## Tareas
1 - Resume el fragmento en dos oraciones.
2 - ¿Qué tratamiento no estaba funcionando, según el fragmento?
3 - Transcribe tal cual la parte del fragmento que va de "Al principio les" a "hicieran más estudios.", ambos incluidos.

--- Texto fuente ---

Al principio les dijeron que podía ser una papera infantil, luego lo descartaron y concluyeron que se trataba de un hemangioma de parótida, un tumor benigno que iba a desaparecer con el tiempo. Sin embargo, ocurría lo contrario: seguía creciendo cada vez más rápido, y el tratamiento de corticoides y antiflamatorios no estaba funcionando. A los tres meses de esa consulta, justo cuando cumplió su primer año, tuvo una parálisis facial, y por recomendación de los propios médicos, se movilizaron hacia Buenos Aires para que le hicieran más estudios.

--- Datos del ejercicio ---

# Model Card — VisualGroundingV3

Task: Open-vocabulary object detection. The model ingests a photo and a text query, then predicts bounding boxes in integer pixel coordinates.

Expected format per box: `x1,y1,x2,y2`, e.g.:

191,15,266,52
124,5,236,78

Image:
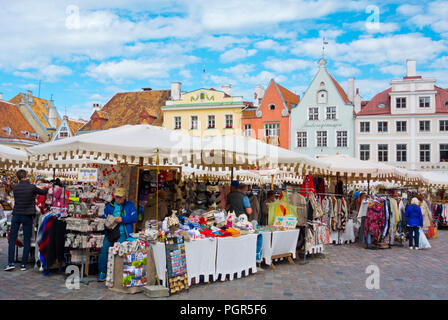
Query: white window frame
173,116,182,130
308,107,319,121
296,131,308,148
395,143,409,163
190,115,199,130
325,106,337,120
335,130,349,148
418,96,431,109
395,120,408,133
418,120,432,133
207,114,216,129
359,143,372,161
376,143,389,162
315,130,328,148
224,114,233,129
418,143,431,163
359,121,372,133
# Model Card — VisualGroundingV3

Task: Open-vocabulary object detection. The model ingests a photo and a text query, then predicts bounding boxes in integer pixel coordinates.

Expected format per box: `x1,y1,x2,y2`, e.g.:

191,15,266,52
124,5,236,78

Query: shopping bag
418,228,431,249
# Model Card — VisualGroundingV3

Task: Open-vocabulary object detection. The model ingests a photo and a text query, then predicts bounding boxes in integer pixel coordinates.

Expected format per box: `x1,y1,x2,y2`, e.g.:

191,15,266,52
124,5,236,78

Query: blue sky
0,0,448,118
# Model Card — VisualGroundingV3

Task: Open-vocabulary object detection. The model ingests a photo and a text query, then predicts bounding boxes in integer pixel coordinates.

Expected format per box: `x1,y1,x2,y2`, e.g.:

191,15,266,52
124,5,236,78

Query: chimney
171,82,182,100
221,84,232,96
48,100,57,129
347,78,355,103
353,88,362,113
406,60,417,77
254,85,265,107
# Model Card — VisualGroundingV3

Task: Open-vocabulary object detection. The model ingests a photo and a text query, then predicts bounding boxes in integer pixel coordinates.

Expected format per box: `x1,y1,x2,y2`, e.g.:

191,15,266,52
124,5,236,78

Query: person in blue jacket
404,198,423,250
98,188,137,281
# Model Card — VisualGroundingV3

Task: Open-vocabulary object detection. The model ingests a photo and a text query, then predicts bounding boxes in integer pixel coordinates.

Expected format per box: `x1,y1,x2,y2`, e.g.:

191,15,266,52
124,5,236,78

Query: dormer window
3,127,11,137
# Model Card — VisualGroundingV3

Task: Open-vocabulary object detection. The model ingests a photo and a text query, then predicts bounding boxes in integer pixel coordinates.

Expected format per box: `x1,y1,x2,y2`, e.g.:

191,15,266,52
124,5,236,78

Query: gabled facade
77,89,170,134
290,59,355,157
9,90,62,142
162,82,247,137
241,79,300,149
51,116,87,141
0,100,42,150
356,60,448,170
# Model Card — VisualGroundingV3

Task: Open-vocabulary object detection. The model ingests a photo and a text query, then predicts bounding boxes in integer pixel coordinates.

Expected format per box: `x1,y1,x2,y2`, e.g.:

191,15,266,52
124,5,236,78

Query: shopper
98,188,137,281
404,198,423,250
261,190,275,226
226,184,252,220
5,170,48,271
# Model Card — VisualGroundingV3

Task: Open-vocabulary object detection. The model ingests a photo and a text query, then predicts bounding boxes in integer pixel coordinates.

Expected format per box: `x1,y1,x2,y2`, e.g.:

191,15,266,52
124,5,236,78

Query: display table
215,234,258,281
152,238,217,286
261,229,300,265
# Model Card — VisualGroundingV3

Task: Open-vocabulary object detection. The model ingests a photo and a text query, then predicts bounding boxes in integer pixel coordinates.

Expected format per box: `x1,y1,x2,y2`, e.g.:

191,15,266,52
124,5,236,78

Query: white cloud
219,48,257,63
263,58,313,73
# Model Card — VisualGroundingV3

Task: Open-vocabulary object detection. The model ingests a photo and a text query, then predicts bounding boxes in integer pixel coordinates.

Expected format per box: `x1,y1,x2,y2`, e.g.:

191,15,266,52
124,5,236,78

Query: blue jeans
408,227,420,248
8,216,33,265
98,234,127,273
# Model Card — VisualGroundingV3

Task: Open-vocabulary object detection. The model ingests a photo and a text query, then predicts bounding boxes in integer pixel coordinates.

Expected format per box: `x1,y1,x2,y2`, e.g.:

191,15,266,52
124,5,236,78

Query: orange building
241,79,300,149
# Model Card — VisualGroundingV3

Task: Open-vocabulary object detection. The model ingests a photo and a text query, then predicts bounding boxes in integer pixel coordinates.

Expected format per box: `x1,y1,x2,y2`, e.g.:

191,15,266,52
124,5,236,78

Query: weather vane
322,37,328,59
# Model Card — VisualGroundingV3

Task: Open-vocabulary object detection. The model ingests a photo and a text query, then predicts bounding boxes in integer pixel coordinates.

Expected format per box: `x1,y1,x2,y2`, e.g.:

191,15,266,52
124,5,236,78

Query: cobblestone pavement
0,230,448,300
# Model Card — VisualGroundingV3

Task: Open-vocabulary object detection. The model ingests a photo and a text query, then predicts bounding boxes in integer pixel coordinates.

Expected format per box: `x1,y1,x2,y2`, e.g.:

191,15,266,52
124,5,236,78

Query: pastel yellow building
162,82,246,137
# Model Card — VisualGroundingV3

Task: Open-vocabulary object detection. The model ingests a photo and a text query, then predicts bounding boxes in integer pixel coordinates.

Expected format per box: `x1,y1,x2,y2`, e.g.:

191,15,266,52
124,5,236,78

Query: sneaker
5,264,16,271
96,272,106,281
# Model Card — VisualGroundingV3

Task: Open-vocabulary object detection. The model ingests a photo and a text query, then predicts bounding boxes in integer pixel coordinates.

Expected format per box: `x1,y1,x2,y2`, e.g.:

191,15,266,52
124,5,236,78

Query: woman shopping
404,198,423,250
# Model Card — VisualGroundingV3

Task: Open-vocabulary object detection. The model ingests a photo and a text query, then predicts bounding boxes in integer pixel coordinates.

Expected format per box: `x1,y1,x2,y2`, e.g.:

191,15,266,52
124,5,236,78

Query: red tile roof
328,73,350,103
0,101,41,142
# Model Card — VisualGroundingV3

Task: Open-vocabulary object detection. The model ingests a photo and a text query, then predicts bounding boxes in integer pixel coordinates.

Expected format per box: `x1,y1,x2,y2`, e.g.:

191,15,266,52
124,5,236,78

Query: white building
355,60,448,170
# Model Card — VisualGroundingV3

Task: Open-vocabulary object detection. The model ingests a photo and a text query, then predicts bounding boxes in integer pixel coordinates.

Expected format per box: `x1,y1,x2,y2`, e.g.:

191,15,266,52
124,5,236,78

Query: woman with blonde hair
404,198,423,250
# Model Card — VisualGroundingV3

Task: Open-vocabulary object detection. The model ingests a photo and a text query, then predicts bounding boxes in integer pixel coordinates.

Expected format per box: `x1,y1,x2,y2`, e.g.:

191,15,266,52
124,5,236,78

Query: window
207,116,216,129
420,143,431,162
297,131,308,148
316,131,327,147
264,123,280,137
378,121,388,133
397,144,408,162
396,121,407,132
336,131,348,148
439,120,448,132
327,107,336,120
359,121,370,132
244,124,252,137
395,98,406,109
317,90,327,103
418,120,431,132
419,97,431,108
440,143,448,162
226,114,233,129
174,117,182,129
378,144,389,162
308,107,319,120
191,116,198,130
359,144,370,160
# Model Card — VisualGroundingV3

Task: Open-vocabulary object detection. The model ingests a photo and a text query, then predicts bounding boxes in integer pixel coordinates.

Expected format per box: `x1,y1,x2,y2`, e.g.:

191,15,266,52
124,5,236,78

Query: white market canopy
28,125,327,172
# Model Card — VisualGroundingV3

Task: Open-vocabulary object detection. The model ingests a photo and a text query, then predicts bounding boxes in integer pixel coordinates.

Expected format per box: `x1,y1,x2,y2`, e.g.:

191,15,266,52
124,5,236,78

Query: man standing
226,184,252,219
98,188,137,281
5,170,48,271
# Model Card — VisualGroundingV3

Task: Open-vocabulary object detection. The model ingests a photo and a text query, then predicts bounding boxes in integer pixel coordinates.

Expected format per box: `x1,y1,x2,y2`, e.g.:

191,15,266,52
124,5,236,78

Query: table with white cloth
215,234,258,281
151,234,258,286
152,238,216,286
261,229,300,265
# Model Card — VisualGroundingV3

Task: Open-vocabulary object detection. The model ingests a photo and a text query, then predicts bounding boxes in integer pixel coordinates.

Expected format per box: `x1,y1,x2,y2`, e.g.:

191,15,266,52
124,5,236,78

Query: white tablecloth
215,234,258,281
152,238,216,286
261,229,300,265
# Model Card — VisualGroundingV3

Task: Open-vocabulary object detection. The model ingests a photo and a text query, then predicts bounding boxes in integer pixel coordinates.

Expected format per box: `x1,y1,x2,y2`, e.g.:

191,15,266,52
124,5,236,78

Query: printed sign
78,168,98,182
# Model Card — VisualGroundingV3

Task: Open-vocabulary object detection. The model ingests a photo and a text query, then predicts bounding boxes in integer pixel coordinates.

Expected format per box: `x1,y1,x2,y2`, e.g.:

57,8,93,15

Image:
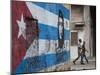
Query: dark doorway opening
90,6,96,57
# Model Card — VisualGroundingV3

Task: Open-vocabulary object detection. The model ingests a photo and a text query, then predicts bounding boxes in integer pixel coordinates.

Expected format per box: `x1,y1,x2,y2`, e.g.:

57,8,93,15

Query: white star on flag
17,14,26,39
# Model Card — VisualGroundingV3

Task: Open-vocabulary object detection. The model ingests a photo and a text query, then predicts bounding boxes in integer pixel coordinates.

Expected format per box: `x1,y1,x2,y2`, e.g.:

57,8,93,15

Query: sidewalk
71,58,96,70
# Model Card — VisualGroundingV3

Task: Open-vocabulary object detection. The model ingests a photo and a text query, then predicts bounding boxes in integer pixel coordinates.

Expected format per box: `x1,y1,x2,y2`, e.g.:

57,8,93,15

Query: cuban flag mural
12,1,70,74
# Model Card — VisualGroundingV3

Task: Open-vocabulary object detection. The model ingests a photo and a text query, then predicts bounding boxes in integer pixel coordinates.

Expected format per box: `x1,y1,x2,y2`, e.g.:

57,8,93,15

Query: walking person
73,39,83,64
81,41,88,64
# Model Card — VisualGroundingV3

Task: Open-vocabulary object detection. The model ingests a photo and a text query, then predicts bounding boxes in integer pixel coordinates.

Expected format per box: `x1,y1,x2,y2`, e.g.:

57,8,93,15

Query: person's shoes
73,61,76,65
81,63,85,65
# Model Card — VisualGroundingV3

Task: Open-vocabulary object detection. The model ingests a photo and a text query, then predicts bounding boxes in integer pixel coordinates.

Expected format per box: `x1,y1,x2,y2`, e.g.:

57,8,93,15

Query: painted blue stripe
39,24,70,40
33,2,70,20
16,51,70,73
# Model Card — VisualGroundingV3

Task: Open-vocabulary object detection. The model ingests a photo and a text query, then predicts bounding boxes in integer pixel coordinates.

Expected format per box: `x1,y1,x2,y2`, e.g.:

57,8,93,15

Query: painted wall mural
12,1,70,74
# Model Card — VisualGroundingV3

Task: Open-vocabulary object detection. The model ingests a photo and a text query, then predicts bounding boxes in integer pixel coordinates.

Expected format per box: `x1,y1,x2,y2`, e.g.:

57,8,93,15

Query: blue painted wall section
16,2,70,73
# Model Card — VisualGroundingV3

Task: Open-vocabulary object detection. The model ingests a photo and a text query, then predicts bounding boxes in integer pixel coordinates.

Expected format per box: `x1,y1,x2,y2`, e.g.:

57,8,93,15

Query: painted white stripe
26,2,69,29
24,39,69,59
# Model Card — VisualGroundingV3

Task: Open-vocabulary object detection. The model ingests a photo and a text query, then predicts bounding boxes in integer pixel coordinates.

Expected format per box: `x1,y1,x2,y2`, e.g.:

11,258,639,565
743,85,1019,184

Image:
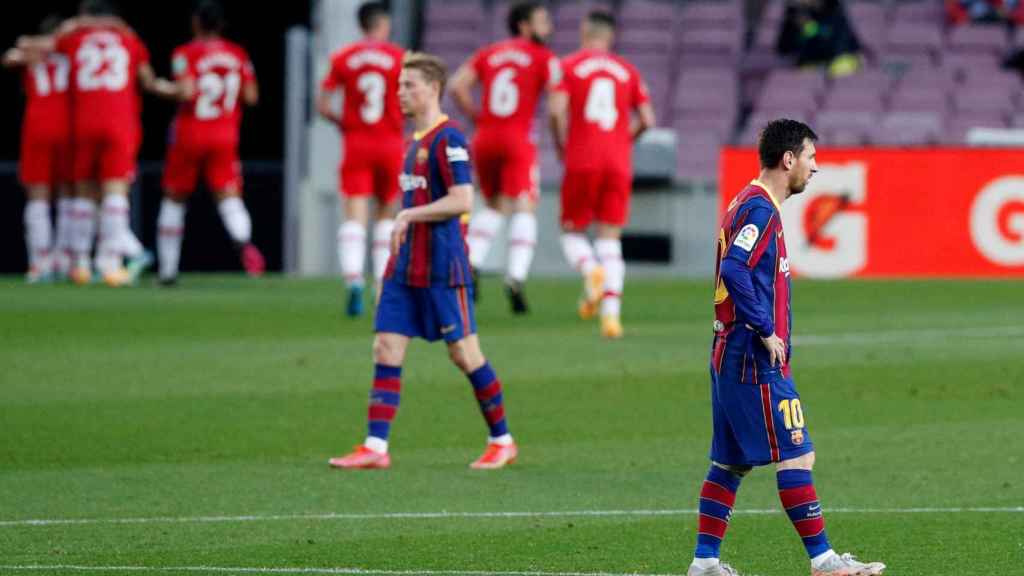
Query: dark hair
507,2,544,36
358,2,388,32
195,0,226,33
39,14,63,34
401,52,447,94
758,118,818,168
587,9,615,30
78,0,118,16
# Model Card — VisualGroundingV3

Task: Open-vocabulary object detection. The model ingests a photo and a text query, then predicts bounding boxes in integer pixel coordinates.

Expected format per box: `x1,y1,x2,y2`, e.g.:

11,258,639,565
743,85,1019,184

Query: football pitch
0,276,1024,576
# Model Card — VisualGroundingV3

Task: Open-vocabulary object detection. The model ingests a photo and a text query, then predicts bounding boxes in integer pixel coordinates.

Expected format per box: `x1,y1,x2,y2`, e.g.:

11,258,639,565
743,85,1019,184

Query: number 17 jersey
171,38,256,145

---

## Respuestas
1 - Primero se pensó en paperas y después se diagnosticó un hemangioma de parótida, un tumor benigno que iba a desaparecer con el tiempo, pero siguió creciendo cada vez más rápido pese al tratamiento de corticoides y antiflamatorios. Al cumplir su primer año tuvo una parálisis facial y, por recomendación de los médicos, se trasladaron a Buenos Aires para hacerle más estudios.

2 - El tratamiento de corticoides y antiflamatorios.

3 -
Al principio les dijeron que podía ser una papera infantil, luego lo descartaron y concluyeron que se trataba de un hemangioma de parótida, un tumor benigno que iba a desaparecer con el tiempo. Sin embargo, ocurría lo contrario: seguía creciendo cada vez más rápido, y el tratamiento de corticoides y antiflamatorios no estaba funcionando. A los tres meses de esa consulta, justo cuando cumplió su primer año, tuvo una parálisis facial, y por recomendación de los propios médicos, se movilizaron hacia Buenos Aires para que le hicieran más estudios.